▶ Aim 1:
Please answer these questions about the account of the boats circling the Oslo ferry, one line each:
(a) Between which two cities was the night ship traveling?
(b) How many people were on the first boat, and how were they arranged?
(c) For about how long did the boats circle the ship before they disappeared?
▶ Aim 2: Pick up the account of the boats circling the Oslo ferry where it stops and keep it going.

▶ Selected passage:
August 23, 2010 5:57 AM   Subscribe

I took the night ship from Oslo to Copenhagen last week. When we were about an hour out of Oslo, two of these boats came up on us out of nowhere, spent nearly an hour zooming up and down the length of the ship and back and forth across the wake, then abruptly vanished. Who were they and what, exactly, were they doing?

The first boat had about ten people on it, in two single-file rows of five, plus a driver, and the second boat (photographed above) had slightly fewer people. All were wearing identical florescent yellow jackets and black pants, and everyone was sort of straddling a domed seat and hanging onto a bar in front of them for security.

They did not attempt to touch or communicate with the ship in any way that I could see, just drove around it nonstop and at high speed for nearly an hour and then suddenly fell back and were gone.

▶ Dataset content:
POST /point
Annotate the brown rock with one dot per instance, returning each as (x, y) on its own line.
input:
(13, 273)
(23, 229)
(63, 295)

▶ Expected answer 1:
(a) From Oslo to Copenhagen.
(b) About ten people, in two single-file rows of five, plus a driver.
(c) Nearly an hour.

▶ Expected answer 2:
A lot of passengers on deck were snapping photographs, but nobody seemed to who they were or why they were there.

Can anyone provide any insight? Was it a drill or practice of some kind, and if so, for what? My curiousity is killing me here.
posted by anderjen to Grab Bag (7 answers total) 1 user marked this as a favorite
 
Those are RIB boats.

You can rent them out for sightseeing, conferences, events. They go very fast.
posted by three blind mice at 6:02 AM on August 23, 2010


I don't see obvious paramilitary gear or communications equipment so I doubt law enforcement. Did the people on board wave?

Those are RIB boats... They go very fast.

Yes. And it is lots of fun to just blast back and forth in the wake behind a large ship.
posted by anti social order at 6:17 AM on August 23, 2010


It looks like a tourist pleasure trip to me: there are lots of passengers but no sign of the kind of fishing or diving equipment that these boats sometimes carry. Nor to the passenger have the kind of specialist equipment that would be used by customs officials, coastguard or rescue organisations. The two outboards will provide at least 120Hp of power and will allow the boat to go at about 30 knots or so. But the big deal, as anti social order says, is to play about in the waves of a larger boat (particularly if the sea is otherwise rather boringly flat).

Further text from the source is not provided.